[Saved data entries]

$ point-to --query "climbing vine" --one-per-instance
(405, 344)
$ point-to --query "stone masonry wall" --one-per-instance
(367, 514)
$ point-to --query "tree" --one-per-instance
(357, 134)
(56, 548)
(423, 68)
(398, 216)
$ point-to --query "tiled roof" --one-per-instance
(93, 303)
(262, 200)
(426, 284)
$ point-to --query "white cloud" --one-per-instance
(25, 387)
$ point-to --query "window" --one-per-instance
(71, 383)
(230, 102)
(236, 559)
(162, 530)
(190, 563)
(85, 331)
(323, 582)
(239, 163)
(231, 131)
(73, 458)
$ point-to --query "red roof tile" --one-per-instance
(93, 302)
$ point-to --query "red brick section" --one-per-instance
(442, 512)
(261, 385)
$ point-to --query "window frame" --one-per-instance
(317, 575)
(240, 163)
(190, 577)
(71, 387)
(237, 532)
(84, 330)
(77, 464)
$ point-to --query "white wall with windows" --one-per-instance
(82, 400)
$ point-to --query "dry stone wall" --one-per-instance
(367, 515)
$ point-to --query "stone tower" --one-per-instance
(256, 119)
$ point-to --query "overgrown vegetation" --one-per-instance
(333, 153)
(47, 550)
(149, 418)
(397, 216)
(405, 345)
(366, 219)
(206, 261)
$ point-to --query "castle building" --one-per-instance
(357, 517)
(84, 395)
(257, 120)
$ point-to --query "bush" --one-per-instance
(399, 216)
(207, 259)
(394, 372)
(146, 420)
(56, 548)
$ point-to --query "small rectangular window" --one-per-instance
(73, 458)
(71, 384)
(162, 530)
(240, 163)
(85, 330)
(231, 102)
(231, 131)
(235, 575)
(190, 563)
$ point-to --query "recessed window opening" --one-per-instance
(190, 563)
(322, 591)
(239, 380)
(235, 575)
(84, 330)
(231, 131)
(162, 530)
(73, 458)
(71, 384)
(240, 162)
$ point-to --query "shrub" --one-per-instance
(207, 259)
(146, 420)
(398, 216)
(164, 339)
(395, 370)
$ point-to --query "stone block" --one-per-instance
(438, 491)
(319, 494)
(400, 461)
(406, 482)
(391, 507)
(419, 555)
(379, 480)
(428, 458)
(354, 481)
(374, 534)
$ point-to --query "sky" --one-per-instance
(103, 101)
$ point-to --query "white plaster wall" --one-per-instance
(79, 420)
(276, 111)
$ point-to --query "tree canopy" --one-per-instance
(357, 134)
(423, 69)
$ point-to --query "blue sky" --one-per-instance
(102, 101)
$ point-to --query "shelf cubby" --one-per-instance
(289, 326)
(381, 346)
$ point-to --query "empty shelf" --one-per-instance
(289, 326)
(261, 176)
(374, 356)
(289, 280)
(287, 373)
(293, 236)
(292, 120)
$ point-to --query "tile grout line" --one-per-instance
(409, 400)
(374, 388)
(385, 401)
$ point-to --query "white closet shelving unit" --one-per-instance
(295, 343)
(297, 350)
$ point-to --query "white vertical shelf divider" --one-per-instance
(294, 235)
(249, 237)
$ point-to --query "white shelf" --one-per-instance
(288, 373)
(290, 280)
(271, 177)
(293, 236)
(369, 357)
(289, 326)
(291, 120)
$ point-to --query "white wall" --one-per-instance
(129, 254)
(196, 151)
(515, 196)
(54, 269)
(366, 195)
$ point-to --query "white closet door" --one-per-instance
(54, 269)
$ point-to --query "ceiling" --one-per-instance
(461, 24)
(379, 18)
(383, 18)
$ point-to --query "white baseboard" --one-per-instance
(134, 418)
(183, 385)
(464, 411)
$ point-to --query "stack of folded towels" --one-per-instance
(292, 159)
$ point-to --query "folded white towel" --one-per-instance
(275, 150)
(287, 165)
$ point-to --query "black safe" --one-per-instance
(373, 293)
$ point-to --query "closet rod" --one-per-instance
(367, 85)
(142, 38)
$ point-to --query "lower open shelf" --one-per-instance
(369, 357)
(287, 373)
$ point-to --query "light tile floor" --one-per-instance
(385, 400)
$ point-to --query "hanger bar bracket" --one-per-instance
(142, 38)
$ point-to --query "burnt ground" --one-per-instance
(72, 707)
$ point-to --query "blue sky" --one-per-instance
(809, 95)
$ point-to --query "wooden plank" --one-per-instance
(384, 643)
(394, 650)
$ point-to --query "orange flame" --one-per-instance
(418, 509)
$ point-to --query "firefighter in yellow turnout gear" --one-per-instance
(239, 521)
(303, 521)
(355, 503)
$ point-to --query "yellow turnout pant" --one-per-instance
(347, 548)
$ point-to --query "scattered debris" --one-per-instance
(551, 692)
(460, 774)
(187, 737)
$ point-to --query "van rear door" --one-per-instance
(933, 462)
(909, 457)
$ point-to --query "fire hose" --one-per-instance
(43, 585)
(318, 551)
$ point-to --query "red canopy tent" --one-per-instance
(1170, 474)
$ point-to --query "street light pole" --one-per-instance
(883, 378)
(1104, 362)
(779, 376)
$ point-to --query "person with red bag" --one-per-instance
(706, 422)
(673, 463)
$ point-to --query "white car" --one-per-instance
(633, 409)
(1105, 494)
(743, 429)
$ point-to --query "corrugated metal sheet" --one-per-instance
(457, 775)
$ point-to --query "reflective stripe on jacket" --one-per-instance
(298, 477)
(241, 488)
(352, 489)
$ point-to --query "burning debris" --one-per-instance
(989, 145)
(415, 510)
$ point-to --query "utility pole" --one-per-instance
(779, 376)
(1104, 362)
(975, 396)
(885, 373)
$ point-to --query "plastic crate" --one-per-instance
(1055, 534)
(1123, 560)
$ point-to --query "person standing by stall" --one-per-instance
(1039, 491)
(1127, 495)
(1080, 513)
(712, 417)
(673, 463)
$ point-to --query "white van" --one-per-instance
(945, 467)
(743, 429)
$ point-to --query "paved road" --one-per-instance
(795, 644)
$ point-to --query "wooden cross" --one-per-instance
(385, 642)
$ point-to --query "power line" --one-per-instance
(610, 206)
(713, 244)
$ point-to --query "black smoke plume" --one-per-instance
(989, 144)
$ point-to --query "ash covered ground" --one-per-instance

**Stated exercise**
All of the material above needs to be retyped word for word.

**Result of the task**
$ point-to --query "climbing vine" --one-per-instance
(405, 344)
$ point-to --query "stone masonry wall" --one-per-instance
(367, 514)
$ point-to --query "tree" --one-per-instance
(357, 134)
(56, 548)
(423, 68)
(398, 216)
$ point-to --query "tiled roof" --one-per-instance
(93, 303)
(262, 200)
(426, 284)
$ point-to --query "white cloud" --one-per-instance
(25, 387)
$ point-to --query "window" --one-per-instance
(71, 383)
(230, 102)
(236, 559)
(162, 530)
(190, 563)
(85, 331)
(323, 582)
(239, 163)
(231, 131)
(73, 458)
$ point-to --query "red roof tile" --one-per-instance
(93, 302)
$ point-to --query "red brick section" --one-per-instance
(442, 512)
(261, 385)
$ point-to --query "window frame" --one-per-instance
(317, 575)
(240, 163)
(190, 577)
(71, 387)
(237, 532)
(84, 330)
(77, 464)
$ point-to --query "white wall with windows" --one-per-instance
(82, 400)
$ point-to --query "dry stone wall" --one-per-instance
(367, 515)
$ point-to --query "stone tower" --one-per-instance
(256, 119)
$ point-to --query "overgrown vegetation" --one-per-instance
(333, 153)
(47, 550)
(149, 418)
(397, 216)
(405, 345)
(366, 219)
(206, 261)
$ point-to --query "castle building" --one-per-instance
(357, 517)
(84, 395)
(257, 120)
$ point-to --query "bush" --one-per-instance
(399, 216)
(207, 259)
(394, 372)
(146, 420)
(56, 548)
$ point-to --query "small rectangular window" --one-per-instance
(73, 458)
(71, 384)
(162, 530)
(240, 163)
(85, 330)
(231, 102)
(231, 131)
(235, 575)
(190, 563)
$ point-to --query "recessed window opening" --one-per-instance
(190, 563)
(322, 591)
(239, 380)
(235, 575)
(84, 330)
(231, 131)
(162, 530)
(73, 458)
(71, 384)
(240, 162)
$ point-to --query "shrub" --one-per-instance
(207, 259)
(146, 420)
(398, 216)
(164, 339)
(395, 370)
$ point-to --query "stone block" --one-per-instance
(438, 491)
(319, 494)
(400, 461)
(406, 482)
(391, 507)
(419, 555)
(379, 480)
(428, 458)
(354, 481)
(374, 534)
$ point-to --query "sky" --one-per-instance
(103, 101)
$ point-to --query "white plaster wall" --one-per-instance
(79, 420)
(276, 111)
$ point-to --query "tree canopy" --one-per-instance
(357, 134)
(423, 69)
$ point-to --query "blue sky" --one-per-instance
(102, 101)
$ point-to --query "shelf cubby" --one-per-instance
(289, 326)
(381, 346)
$ point-to --query "empty shelf" --one-per-instance
(289, 326)
(261, 176)
(374, 356)
(289, 280)
(287, 373)
(293, 236)
(292, 120)
$ point-to --query "tile grout line" --one-per-instance
(409, 400)
(374, 388)
(385, 401)
$ point-to --query "white closet shelving unit" --one-per-instance
(295, 343)
(297, 350)
$ point-to --query "white vertical shelf divider" --one-per-instance
(294, 235)
(249, 237)
$ point-to --query "white shelf" --one-per-instance
(288, 373)
(290, 280)
(271, 177)
(293, 236)
(369, 357)
(289, 326)
(291, 120)
$ point-to --query "white wall" --one-per-instance
(129, 254)
(196, 151)
(515, 196)
(54, 269)
(366, 195)
$ point-to --query "white closet door" --one-per-instance
(54, 269)
$ point-to --query "ceiling" --one-per-instance
(461, 24)
(379, 18)
(383, 18)
$ point-to --query "white baseboard" --one-per-instance
(134, 418)
(183, 385)
(464, 411)
$ point-to --query "stack of folded towels" --one-per-instance
(292, 159)
$ point-to --query "folded white towel" --one-per-instance
(275, 150)
(287, 165)
$ point-to --query "black safe" --one-per-instance
(373, 293)
$ point-to --query "closet rod" --one-per-instance
(367, 85)
(142, 38)
$ point-to --query "lower open shelf" --one-per-instance
(369, 357)
(287, 373)
$ point-to --query "light tile floor" --one-per-instance
(385, 400)
$ point-to --query "hanger bar bracket" --one-per-instance
(142, 38)
$ point-to --query "burnt ground" --one-per-instance
(72, 707)
$ point-to --query "blue sky" --one-per-instance
(809, 95)
$ point-to --query "wooden plank" --one-per-instance
(384, 643)
(394, 650)
$ point-to --query "orange flame" --one-per-instance
(418, 509)
$ point-to --query "firefighter in yellow turnout gear" --one-per-instance
(239, 521)
(303, 521)
(355, 503)
$ point-to --query "yellow turnout pant" --one-per-instance
(347, 548)
$ point-to --query "scattered debris" --one-per-instance
(551, 692)
(460, 774)
(187, 737)
$ point-to --query "van rear door" --one-per-instance
(933, 462)
(909, 457)
$ point-to --query "fire hose" --one-per-instance
(43, 585)
(318, 551)
$ point-to --query "red canopy tent" --one-per-instance
(1170, 474)
$ point-to --query "street light pole" --one-per-instance
(883, 378)
(1104, 362)
(779, 376)
$ point-to --query "person with red bag" --one-per-instance
(706, 422)
(673, 463)
$ point-to --query "white car" --one-per-instance
(633, 409)
(1105, 494)
(743, 429)
$ point-to --query "corrugated metal sheet" --one-per-instance
(457, 775)
$ point-to --query "reflective stripe on jacket" --one-per-instance
(298, 477)
(241, 488)
(352, 489)
$ point-to --query "burning debris" --one-per-instance
(989, 145)
(415, 510)
$ point-to --query "utility pole" --one-per-instance
(779, 376)
(1104, 362)
(975, 396)
(885, 373)
$ point-to --query "plastic crate" --one-per-instance
(1055, 534)
(1123, 560)
$ point-to --query "person standing by stall" --one-per-instance
(1039, 491)
(1127, 495)
(1080, 513)
(712, 417)
(673, 463)
$ point-to --query "white van" --one-per-instance
(945, 467)
(743, 429)
$ point-to --query "paved road" --one-per-instance
(795, 644)
$ point-to --query "wooden cross" --one-per-instance
(385, 642)
$ point-to --query "power line" --one-per-instance
(610, 206)
(713, 244)
$ point-to --query "black smoke plume" --one-per-instance
(989, 144)
$ point-to --query "ash covered ground" --one-per-instance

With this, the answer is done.